- _Texto fornecido_
Aprecio vários tipos de bloggers, mas só admiro verdadeiramente aqueles que trabalham. Trabalhar é uma condição necessária, ainda que insuficiente. Ora, quase todos os bloggers optam por não trabalhar e escrevem o que lhes sai à primeira, sem amadurecimento nem consulta, num exercício diletante e narcisista. É um direito, mas feitas as contas, quem lê está a perder tempo, pois é sabido que os repentistas de génio migraram para o Twitter. A regra é muito simples e já foi enunciada de inúmeras maneiras: o tempo que quem lê o texto investe na leitura não deve ultrapassar uma ínfima parte do tempo que o autor gastou a escrevê-lo. Ninguém estimou esta relação numérica com rigor - um décimo do tempo de escrita? Um centésimo? - mas sabemos que é da ordem das magnitudes. Daí que a minha grande descoberta de 2016 tivesse sido o blog Homem à Janela, de Alberto Velho Nogueira, onde podemos ler a crítica literária mais radical e original a autores portugueses consagrados, num registo alheio ao elogio fácil e à maledicência caprichosa. Pois bem, após um ano de 2017 sem descobertas macantes,  ainda vamos em Fevereiro, mas anuncio já que o blog de 2018 é Homem-de-livro, de Luís Miguel Rosa (LMR). Em tempos apreciei muito um blog que se chamava Homem a Dias, de um saudoso Alberto Gonçalves (que hoje despacha alucinadas crónicas de consolação no Observador) e não posso excluir uma queda bizarra para blogs com a palavra "homem" no título, mas também por isso é oportuno lembrar que aprecio muito outro trabalhador incansável, o Henrique Manuel Bento Fialho, que escreve no Antologia do Esquecimento, e a malta do blog Ladrões de Bicicleta, que até mostra gráficos originais. Se conhecerem outros blogs (em português, inglês, francês ou castelhano) de gente trabalhadora, avisem, por favor.

- _Instruções_
1. Segundo o texto sobre blogs, qual foi a grande descoberta de 2016?
2. Retome o texto sobre blogs a partir do ponto em que termina e continue a escrevê-lo.

- _Dados fornecidos_
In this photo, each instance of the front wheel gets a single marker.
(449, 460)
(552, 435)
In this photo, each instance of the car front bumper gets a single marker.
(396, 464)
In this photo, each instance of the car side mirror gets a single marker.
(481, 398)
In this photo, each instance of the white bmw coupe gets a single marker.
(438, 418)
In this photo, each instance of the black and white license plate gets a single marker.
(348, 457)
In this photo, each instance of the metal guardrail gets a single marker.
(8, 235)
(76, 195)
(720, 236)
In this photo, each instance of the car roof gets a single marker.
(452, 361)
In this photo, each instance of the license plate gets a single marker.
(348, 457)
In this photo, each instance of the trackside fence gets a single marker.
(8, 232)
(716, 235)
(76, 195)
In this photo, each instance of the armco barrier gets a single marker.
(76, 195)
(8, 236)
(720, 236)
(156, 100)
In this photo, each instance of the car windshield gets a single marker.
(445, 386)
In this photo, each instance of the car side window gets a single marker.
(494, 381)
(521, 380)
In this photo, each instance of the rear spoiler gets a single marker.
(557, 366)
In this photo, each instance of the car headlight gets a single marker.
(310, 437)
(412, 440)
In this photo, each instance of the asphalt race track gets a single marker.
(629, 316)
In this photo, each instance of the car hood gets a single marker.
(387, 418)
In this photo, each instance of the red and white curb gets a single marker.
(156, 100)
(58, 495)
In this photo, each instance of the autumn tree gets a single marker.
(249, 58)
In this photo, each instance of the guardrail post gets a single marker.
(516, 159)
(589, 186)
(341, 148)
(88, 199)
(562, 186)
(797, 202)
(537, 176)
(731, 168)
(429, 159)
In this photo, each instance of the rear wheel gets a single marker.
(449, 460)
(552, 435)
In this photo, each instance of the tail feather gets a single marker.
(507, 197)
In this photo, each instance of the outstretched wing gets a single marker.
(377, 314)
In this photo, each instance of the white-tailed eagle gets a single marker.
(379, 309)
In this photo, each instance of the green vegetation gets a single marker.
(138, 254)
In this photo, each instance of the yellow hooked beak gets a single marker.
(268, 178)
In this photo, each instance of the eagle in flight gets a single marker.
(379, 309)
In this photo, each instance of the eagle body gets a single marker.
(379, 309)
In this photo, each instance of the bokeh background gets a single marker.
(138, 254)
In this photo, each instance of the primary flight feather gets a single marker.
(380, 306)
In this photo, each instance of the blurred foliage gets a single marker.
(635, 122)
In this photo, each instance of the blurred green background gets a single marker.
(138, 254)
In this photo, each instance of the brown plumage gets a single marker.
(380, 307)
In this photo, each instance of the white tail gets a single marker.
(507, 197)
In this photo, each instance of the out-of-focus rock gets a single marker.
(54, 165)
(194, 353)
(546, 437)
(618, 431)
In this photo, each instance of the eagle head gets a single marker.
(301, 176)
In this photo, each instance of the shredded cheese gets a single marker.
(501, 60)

- _Respostas do exercício_
1. O blog Homem à Janela, de Alberto Velho Nogueira.

2.
O mais recente post de LMR é um verdadeiro achado. Quando, num país com apenas 10 milhões de habitantes e dominado pela monocultura do futebol, um cidadão, fora do circuito da academia, é capaz de elaborar uma crítica a um escritor estrangeiro relativamente obscuro como Paul West, há motivos para acreditarmos em nós enquanto povo. No meu caso, a satisfação vem acrescida por ter experimentado durante a leitura do post uma sensação crescente de déjà vu que resolveu em epifania transbordante: nunca antes lera Paul West, mas lembrei-me que, afinal, já conhecia a tragédia dos seus últimos anos (um AVC que o deixou afásico), contada pela sua mulher, Diane Ackerman, numa entrevista a Michael Silverblatt**. O post de LMR deixou-me a mesma impressão com que ficara aquando da audição da entrevista: Ackerman e West dificilmente virão a ser uns dos meus escritores. O ensaio Purple Prose, de West, a que cheguei guiado por LMR, não me fez mudar de ideias: quando West defende um estilo "elaborate without being ornate, ambulatory without being pedestrian", leio as ressalvas como um acto falhado e só me ocorre que se UpDike, a aceitar o veridicto de David Foster Wallace, era “just a penis with a thesaurus”, West parece ser just a thesaurus, o que não deixa de ser problemático e é muito mais aborrecido. Mas o caso não está arrumado. O entusiasmo de LMR fará com que dê a West o benefício da dúvida e inicie a leitura de um dos seus romances. 

 

* Verso de uma canção de Paulo de Carvalho.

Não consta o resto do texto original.